→ **Reading passage**:

──────

I met Relationnel on my way back through the strip curtains but he only did about a half a lap before scuttling back inside. I was much happier doing my laps out of the cold I can tell you.

Suzanne Berlioux Pool

I usually swim in the Suzanne Berlioux pool in Les Halles in the middle of Paris. I discovered recently when taking some Aussie friends for a walk in the area that you can actually look down on the swimmers from above. It was a bit eerie. When you’re swimming, you can’t imagine it. In any case, you’re so busy making sure that you don’t get drowned by people (mainly men – why aren’t they swimming in the fast lane?) pounding their way past you that you don’t have time to notice your surroundings. I’ve finally discovered a time when it’s reasonably safe – Tuesday afternoons. I once suggested to one of the monitors that they should have a special lane for brutes. She replied that they would need too many!

──────

→ **Problems to work on**:
a: According to the pool passage, what time has the writer found to be reasonably safe for swimming at the Suzanne Berlioux pool?
b: Put the part of the listing that opens with its first line and closes with the line containing "[225,0,320,55]" into a JSON list of strings, one string per line, with both ends included and blank lines left out.
The pool passage and the listing are unrelated material.

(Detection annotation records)
──────

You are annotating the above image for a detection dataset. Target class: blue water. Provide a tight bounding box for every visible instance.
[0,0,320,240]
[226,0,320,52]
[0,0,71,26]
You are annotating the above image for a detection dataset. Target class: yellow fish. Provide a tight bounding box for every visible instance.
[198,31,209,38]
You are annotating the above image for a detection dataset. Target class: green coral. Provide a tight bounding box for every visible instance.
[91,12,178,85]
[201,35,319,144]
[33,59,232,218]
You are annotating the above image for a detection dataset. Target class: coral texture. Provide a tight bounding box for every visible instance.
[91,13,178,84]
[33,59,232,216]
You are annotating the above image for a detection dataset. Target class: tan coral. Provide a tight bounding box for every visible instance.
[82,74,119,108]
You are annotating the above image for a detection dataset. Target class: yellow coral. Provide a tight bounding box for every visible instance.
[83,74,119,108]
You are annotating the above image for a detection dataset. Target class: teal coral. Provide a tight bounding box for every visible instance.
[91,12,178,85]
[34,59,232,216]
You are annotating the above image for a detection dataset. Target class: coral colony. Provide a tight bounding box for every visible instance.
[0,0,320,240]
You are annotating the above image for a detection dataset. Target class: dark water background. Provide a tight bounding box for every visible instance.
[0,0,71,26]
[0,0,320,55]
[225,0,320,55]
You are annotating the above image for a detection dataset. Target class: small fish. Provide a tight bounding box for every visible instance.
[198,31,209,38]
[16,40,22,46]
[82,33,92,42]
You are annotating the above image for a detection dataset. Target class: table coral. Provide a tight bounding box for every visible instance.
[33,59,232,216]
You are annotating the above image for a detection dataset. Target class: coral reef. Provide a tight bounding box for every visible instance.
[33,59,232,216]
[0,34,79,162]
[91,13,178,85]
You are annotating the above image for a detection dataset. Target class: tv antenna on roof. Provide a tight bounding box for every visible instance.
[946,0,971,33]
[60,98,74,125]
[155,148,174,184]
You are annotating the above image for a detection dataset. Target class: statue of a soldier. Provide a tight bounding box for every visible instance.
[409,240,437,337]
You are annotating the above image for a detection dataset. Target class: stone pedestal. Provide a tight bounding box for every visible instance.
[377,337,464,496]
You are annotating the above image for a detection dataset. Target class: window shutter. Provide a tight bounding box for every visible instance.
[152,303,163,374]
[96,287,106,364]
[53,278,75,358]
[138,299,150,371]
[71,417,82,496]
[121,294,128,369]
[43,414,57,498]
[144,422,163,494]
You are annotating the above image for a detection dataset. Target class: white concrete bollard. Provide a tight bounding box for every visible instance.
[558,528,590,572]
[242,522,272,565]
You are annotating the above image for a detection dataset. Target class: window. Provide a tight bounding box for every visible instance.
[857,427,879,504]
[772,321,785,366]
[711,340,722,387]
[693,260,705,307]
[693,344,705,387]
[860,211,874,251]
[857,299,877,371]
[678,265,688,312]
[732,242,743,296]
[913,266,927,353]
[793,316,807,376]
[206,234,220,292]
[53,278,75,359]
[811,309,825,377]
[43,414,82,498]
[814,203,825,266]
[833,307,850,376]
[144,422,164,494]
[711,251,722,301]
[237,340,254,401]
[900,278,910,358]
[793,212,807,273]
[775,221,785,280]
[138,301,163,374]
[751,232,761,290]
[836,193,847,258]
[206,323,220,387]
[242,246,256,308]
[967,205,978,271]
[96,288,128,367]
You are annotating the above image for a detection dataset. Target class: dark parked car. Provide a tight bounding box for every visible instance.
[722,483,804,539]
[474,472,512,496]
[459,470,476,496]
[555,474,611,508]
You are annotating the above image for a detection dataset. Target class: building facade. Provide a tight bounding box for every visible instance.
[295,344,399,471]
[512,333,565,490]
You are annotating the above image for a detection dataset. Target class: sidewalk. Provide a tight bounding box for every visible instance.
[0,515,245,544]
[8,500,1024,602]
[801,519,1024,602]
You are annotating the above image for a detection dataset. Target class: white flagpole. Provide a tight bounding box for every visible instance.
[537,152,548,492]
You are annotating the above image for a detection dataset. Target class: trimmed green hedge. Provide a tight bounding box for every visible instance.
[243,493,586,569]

──────

→ **Task-by-task outputs**:
a: Tuesday afternoons.

b:
[
  "You are annotating the above image for a detection dataset. Target class: blue water. Provide a tight bounding box for every visible instance.",
  "[0,0,320,240]",
  "[226,0,320,52]",
  "[0,0,71,26]",
  "You are annotating the above image for a detection dataset. Target class: yellow fish. Provide a tight bounding box for every visible instance.",
  "[198,31,209,38]",
  "You are annotating the above image for a detection dataset. Target class: green coral. Provide a tight bounding box for every visible instance.",
  "[91,12,178,85]",
  "[201,35,319,144]",
  "[33,59,232,218]",
  "You are annotating the above image for a detection dataset. Target class: coral texture. Provide a tight bounding box for every visible instance.",
  "[91,13,178,84]",
  "[33,59,232,216]",
  "You are annotating the above image for a detection dataset. Target class: tan coral. Provide a tight bounding box for every visible instance.",
  "[82,74,119,108]",
  "You are annotating the above image for a detection dataset. Target class: yellow coral. Provide a tight bounding box for every visible instance.",
  "[83,74,119,108]",
  "You are annotating the above image for a detection dataset. Target class: teal coral. Provide a tight bounding box for every visible instance.",
  "[91,12,178,85]",
  "[34,59,232,216]",
  "You are annotating the above image for a detection dataset. Target class: coral colony. Provide a tight bounding box for every visible instance.",
  "[0,0,320,240]",
  "You are annotating the above image for a detection dataset. Target class: dark water background. Provide a tight bounding box for every visible instance.",
  "[0,0,71,26]",
  "[0,0,320,55]",
  "[225,0,320,55]"
]